Task objective:
Please rewrite the items from the line containing "Batch job #47 — target class: wet" up to and including the line containing "[366,176,375,184]" as a Markdown table with the columns Row and Line, leaving out blank lines. Number each row in the Row column and put the line's text in the Line column.

Stored data:
▼

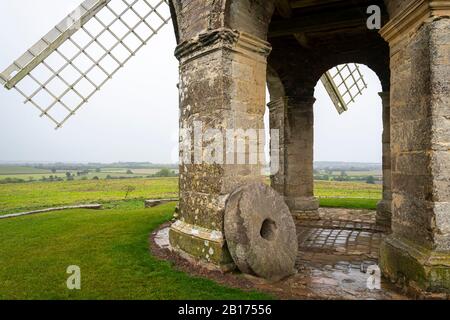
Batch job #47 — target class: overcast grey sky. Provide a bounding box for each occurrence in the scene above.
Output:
[0,0,382,163]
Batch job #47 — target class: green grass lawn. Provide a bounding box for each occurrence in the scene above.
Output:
[0,178,381,299]
[0,202,270,299]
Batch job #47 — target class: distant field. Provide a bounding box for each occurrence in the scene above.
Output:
[0,166,51,175]
[0,178,381,215]
[314,181,382,200]
[0,178,178,215]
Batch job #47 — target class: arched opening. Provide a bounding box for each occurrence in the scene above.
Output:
[314,64,387,215]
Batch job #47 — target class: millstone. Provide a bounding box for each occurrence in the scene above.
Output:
[224,183,298,281]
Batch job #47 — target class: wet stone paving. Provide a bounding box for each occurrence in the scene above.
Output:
[254,209,406,300]
[155,209,407,300]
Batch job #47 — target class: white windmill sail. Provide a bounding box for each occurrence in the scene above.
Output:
[0,0,170,128]
[0,0,367,129]
[321,63,367,114]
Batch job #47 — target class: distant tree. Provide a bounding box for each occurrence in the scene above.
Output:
[123,186,136,199]
[155,168,176,178]
[366,176,375,184]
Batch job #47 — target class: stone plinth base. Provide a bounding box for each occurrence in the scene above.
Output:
[380,236,450,297]
[169,220,235,271]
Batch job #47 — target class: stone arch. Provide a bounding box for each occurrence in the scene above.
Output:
[169,0,275,43]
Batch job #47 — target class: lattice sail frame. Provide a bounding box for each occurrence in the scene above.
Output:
[0,0,171,129]
[321,63,367,114]
[0,0,367,129]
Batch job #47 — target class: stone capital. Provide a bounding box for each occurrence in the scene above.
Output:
[380,0,450,54]
[175,28,271,61]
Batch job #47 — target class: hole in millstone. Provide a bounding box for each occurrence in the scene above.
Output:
[260,219,278,241]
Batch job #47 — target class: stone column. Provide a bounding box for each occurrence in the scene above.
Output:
[269,96,319,217]
[380,0,450,296]
[267,97,287,196]
[170,28,270,269]
[377,92,392,229]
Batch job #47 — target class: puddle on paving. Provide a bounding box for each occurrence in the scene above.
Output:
[154,209,407,300]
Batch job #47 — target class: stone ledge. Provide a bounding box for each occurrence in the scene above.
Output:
[169,220,235,272]
[380,236,450,298]
[144,198,179,208]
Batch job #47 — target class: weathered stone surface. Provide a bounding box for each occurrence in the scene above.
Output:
[224,184,298,280]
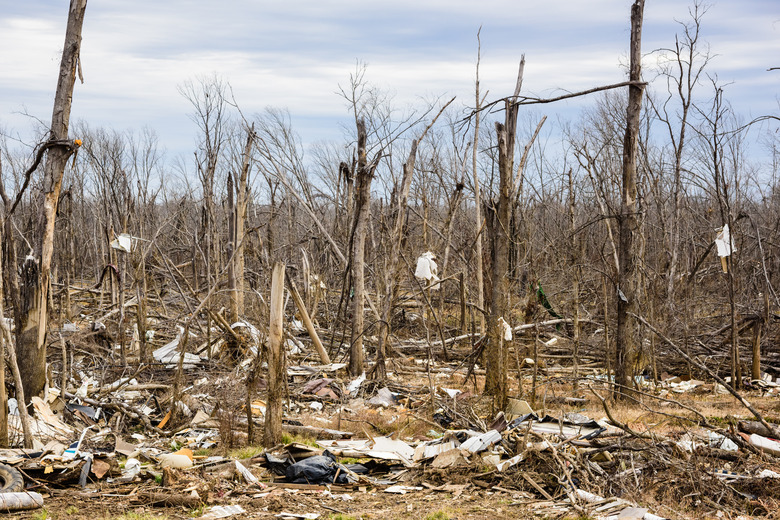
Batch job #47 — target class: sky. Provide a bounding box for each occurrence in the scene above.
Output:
[0,0,780,159]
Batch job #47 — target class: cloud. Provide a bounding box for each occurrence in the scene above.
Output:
[0,0,780,157]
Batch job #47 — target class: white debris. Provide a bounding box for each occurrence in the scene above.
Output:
[414,251,439,289]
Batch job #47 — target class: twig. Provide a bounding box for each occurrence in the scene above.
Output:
[629,312,772,430]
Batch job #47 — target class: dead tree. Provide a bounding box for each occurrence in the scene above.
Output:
[228,125,255,323]
[263,262,287,448]
[615,0,645,397]
[14,0,87,406]
[349,119,379,376]
[485,57,525,410]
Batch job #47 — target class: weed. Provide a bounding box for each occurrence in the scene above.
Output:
[105,511,168,520]
[30,508,51,520]
[282,433,317,448]
[190,504,206,518]
[328,513,358,520]
[228,446,263,460]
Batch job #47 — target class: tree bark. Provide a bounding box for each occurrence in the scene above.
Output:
[228,125,255,323]
[349,119,375,376]
[485,57,525,410]
[615,0,645,398]
[263,262,286,448]
[16,0,87,402]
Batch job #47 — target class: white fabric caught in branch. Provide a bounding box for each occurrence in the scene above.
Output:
[414,251,439,289]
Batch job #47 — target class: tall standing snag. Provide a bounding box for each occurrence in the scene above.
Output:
[349,119,376,376]
[14,0,87,399]
[615,0,645,397]
[485,56,525,410]
[263,262,286,447]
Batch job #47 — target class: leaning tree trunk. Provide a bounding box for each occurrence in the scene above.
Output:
[16,0,87,406]
[228,125,255,322]
[349,119,375,376]
[615,0,645,398]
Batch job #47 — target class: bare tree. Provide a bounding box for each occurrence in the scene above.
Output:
[615,0,645,396]
[14,0,87,406]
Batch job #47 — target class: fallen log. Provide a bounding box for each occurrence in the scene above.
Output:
[133,492,202,508]
[737,421,780,439]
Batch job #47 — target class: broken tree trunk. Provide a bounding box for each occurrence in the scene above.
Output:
[287,278,330,365]
[349,119,376,376]
[615,0,645,399]
[485,56,525,410]
[263,262,286,448]
[16,0,87,402]
[228,125,255,323]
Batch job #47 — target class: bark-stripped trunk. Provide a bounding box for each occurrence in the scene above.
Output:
[615,0,645,397]
[485,57,525,410]
[16,0,87,406]
[349,119,376,376]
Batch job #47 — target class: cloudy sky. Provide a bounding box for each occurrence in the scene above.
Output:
[0,0,780,154]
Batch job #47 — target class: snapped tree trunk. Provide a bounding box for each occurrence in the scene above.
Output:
[228,125,255,323]
[615,0,645,398]
[16,0,87,407]
[263,262,287,448]
[349,119,376,376]
[485,57,525,410]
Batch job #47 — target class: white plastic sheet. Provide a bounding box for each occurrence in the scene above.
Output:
[414,251,439,289]
[715,224,737,257]
[498,316,512,341]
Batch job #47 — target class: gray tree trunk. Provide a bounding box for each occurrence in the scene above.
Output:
[16,0,87,406]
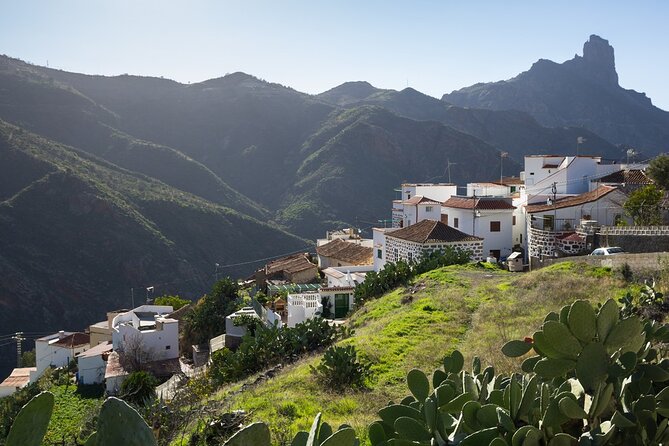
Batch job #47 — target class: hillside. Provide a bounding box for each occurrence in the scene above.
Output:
[442,35,669,156]
[188,263,626,444]
[318,82,624,162]
[278,106,519,237]
[0,121,308,342]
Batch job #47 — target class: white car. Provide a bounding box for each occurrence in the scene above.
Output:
[590,246,625,256]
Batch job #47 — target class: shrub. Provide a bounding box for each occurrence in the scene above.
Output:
[121,371,158,406]
[310,345,369,391]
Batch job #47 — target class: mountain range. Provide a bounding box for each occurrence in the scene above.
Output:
[0,36,669,362]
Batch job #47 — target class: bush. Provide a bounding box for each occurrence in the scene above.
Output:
[355,247,471,306]
[311,345,369,391]
[208,318,350,385]
[121,371,158,406]
[155,295,191,311]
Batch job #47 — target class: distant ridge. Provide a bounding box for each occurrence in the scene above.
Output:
[442,35,669,156]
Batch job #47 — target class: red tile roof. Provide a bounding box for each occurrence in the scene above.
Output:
[51,333,91,348]
[525,186,616,214]
[402,195,441,206]
[316,239,374,265]
[265,253,318,275]
[386,220,483,243]
[593,169,653,184]
[443,197,515,211]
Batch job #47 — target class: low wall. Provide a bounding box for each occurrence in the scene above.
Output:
[532,252,669,273]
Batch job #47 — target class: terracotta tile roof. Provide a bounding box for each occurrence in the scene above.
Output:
[0,367,37,389]
[77,341,114,358]
[402,195,441,206]
[386,220,483,243]
[316,239,374,265]
[443,197,515,211]
[51,333,91,348]
[593,169,653,184]
[265,253,318,275]
[525,186,616,214]
[557,232,585,242]
[499,177,524,186]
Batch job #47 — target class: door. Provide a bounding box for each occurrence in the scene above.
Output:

▲

Worked solution:
| Row | Line |
|---|---|
| 1 | Batch job #47 — target class: wet stone paving. Provide a bounding box for each occurrence in the scene above. |
| 2 | Output: |
| 3 | [254,209,406,300] |
| 4 | [155,209,407,300] |
| 5 | Batch job #47 — target class: white windmill sail. Provide a bounding box for each occurrence in the scene above. |
| 6 | Output: |
| 7 | [0,0,170,128] |
| 8 | [0,0,367,129] |
| 9 | [321,63,367,114] |
| 10 | Batch job #47 — target class: distant tree. Provide a bounding box for each occurrence in the scene above. |
| 11 | Output: |
| 12 | [123,186,136,199] |
| 13 | [155,168,176,178] |
| 14 | [366,176,375,184] |